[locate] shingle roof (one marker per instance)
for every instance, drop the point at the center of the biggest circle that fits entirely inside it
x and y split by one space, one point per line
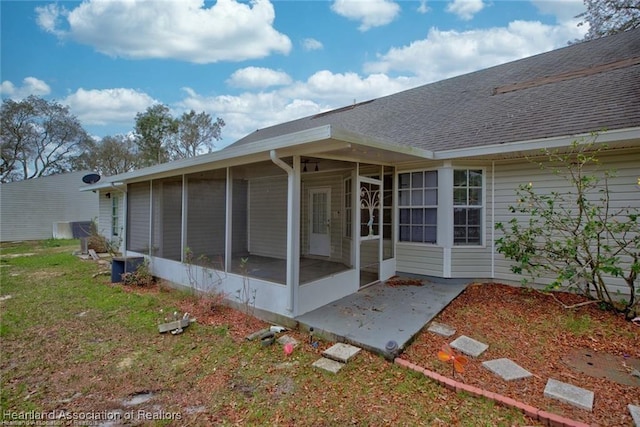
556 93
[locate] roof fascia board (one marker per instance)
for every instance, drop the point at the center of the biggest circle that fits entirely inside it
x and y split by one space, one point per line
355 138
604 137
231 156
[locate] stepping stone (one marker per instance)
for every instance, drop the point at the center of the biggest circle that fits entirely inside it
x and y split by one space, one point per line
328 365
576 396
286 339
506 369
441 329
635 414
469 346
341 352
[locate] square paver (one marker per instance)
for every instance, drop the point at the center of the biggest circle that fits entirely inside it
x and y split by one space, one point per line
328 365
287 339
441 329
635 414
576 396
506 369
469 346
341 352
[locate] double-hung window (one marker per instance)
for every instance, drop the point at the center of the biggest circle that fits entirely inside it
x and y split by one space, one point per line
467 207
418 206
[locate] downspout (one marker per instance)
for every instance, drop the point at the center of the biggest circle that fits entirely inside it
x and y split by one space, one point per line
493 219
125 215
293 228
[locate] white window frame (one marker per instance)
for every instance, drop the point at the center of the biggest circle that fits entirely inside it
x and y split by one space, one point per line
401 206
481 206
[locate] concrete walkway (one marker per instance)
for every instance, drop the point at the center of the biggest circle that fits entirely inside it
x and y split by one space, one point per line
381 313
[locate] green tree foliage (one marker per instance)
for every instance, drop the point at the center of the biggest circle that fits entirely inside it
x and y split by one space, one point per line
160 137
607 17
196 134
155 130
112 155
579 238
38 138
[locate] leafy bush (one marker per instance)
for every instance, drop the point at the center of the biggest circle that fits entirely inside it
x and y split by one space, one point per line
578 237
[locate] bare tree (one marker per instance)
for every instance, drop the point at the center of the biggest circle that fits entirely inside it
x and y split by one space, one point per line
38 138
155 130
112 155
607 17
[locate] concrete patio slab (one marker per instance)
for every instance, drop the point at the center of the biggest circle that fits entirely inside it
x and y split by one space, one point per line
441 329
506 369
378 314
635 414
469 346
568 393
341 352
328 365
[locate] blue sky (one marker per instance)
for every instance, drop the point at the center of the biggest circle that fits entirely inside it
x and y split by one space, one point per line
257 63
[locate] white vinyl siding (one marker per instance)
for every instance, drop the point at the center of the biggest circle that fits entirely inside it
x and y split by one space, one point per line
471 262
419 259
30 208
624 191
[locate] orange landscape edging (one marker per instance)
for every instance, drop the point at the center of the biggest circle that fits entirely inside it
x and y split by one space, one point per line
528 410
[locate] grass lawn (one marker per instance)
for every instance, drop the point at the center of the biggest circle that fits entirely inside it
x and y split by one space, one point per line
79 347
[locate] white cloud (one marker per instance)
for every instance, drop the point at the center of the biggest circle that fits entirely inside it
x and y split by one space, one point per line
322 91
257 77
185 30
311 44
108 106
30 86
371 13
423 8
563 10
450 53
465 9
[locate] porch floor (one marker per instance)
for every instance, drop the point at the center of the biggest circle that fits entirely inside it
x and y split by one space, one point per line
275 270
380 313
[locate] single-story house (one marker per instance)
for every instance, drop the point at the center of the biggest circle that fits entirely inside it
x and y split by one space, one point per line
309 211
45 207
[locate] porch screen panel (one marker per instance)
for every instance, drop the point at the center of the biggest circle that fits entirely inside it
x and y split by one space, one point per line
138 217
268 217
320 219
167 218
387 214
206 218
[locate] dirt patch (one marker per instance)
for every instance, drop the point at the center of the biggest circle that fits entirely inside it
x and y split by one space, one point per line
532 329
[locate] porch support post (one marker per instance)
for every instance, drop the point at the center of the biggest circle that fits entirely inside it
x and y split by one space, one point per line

········

Polecenie: Przepisz wiernie całe powyższe dane, wiersz po wierszu, bez żadnych zmian. Obrazów nie umieszczaj w odpowiedzi.

Oczekiwana odpowiedź:
[locate] shingle roof (one marker per instance)
for every instance, drop the point at the center of the biggest circle that fits entirely inside it
x and y split by one space, one point per line
556 93
[locate] roof fascia board (one marker per instance)
for every instance, drop the point at the center of the biggest circle that fits entirely inside it
x and y split by one space, one point per line
355 138
604 137
231 156
[locate] stepping stone (one marker per instance)
for every instance, drop the point at the center of the biggest circle that fits entirely inside it
x and y split by one space, one point per line
328 365
576 396
286 339
506 369
441 329
635 414
469 346
341 352
[locate] square paver (one marker per instance)
for every instance, drop the point at the center of the biggest circle that fits entirely inside it
x and y split by one space, one point per line
328 365
287 339
441 329
635 414
576 396
506 369
469 346
341 352
[locate] double-hung window (one marker per instance)
for every instance, drop the point at the center of the biggest circle that fits entirely inside it
x and y split by one space, one point per line
467 207
418 206
[locate] downspout (one marker per instance)
for every instance, drop the point at the center of the biggest circle that fits entirely inside it
x and y split by one space, one point per line
493 219
125 215
293 228
[locate] white window frame (one marker per instance)
for every instance, drop the point at the center of the biggest circle that fits entirely inside it
x and y split by one space, one point per line
401 206
481 206
[locate] concrete walkway (one marker per instance)
for every instance, drop the point at the center of the biggest circle that fits entirely inside it
x and y split by one space, one point per line
381 313
[locate] green tree foliage (one marker per instance)
for every instance, drop the point at the center of the biggest circle that fits entirely inside it
x and y split by one space, one point per line
160 137
607 17
196 134
155 130
112 155
579 238
38 138
[locate] leafy bush (one marker per instance)
for every instance, drop the point at the center of the biggest circle that fits entirely inside it
x and y split by one space, one point per line
578 237
[locate] bare tree (one marker per instance)
for every instance, drop the point at the center of the biggest circle that fits entirely inside it
x and y split by one space, one point per line
38 138
155 130
112 155
607 17
[locate] concrete patio slab (one marker per instance)
for every instance, drop the point at the center of the biggest circle that fits entirely inside it
x and y split by one space, one point per line
441 329
506 369
378 314
635 414
469 346
568 393
341 352
328 365
[locate] blue sky (one marker per instance)
for every instance, drop the point at the center of the biggest circle that fits entirely inside it
x and y split by one space, one point per line
257 63
[locate] white vinyl siding (one marker per instance)
for every instance, drop the point at the center of the biggest circle that fits entirely inside it
x and y split by one space, one point per line
471 262
419 259
30 208
624 191
[locate] orange landscape edging (one marker per instance)
for every instance, drop the point at the center of the biggest circle that fits entirely inside it
x and y split by one space, one point per line
528 410
[locate] grass lawn (one marker per instance)
for every instance, drop the point at the center of the biggest circle that fits entirely inside it
x and y split by one space, one point per line
79 347
[locate] white cloud (one marker per instance)
for every instance, drop the point at the center of the biggest circle that fits entirely inside it
x and y split by one space, one point per line
322 91
257 77
185 30
311 44
108 106
30 86
371 13
423 8
563 10
450 53
465 9
[locate] porch floor (one marker per instance)
for every instance, drop the point at the center of the biggest circle that fits entirely inside it
x and y split by one space, one point per line
275 270
380 313
[locate] single-story house (one marker per instance)
for every instance, drop the point at the center of the biggest circle that fits entirely inside it
x and y split by one space, one point per line
309 211
45 207
[locate] porch screen panel (one marker per instance)
for every instance, drop the point at the center of the biggest circle that fits entirely inside it
x and y split by one space, one point per line
138 217
268 217
320 219
167 218
387 214
206 218
[locate] dirt patch (one marker per instance)
for every instance, drop the point at the center of the biggest circle that fits entirely inside it
x and y split by one space, one point per line
532 329
[locate] porch support post (one marker per instance)
for every instance, drop the point at the center of the biggest circle that fits entirely inside it
x and y split by one space, one point per line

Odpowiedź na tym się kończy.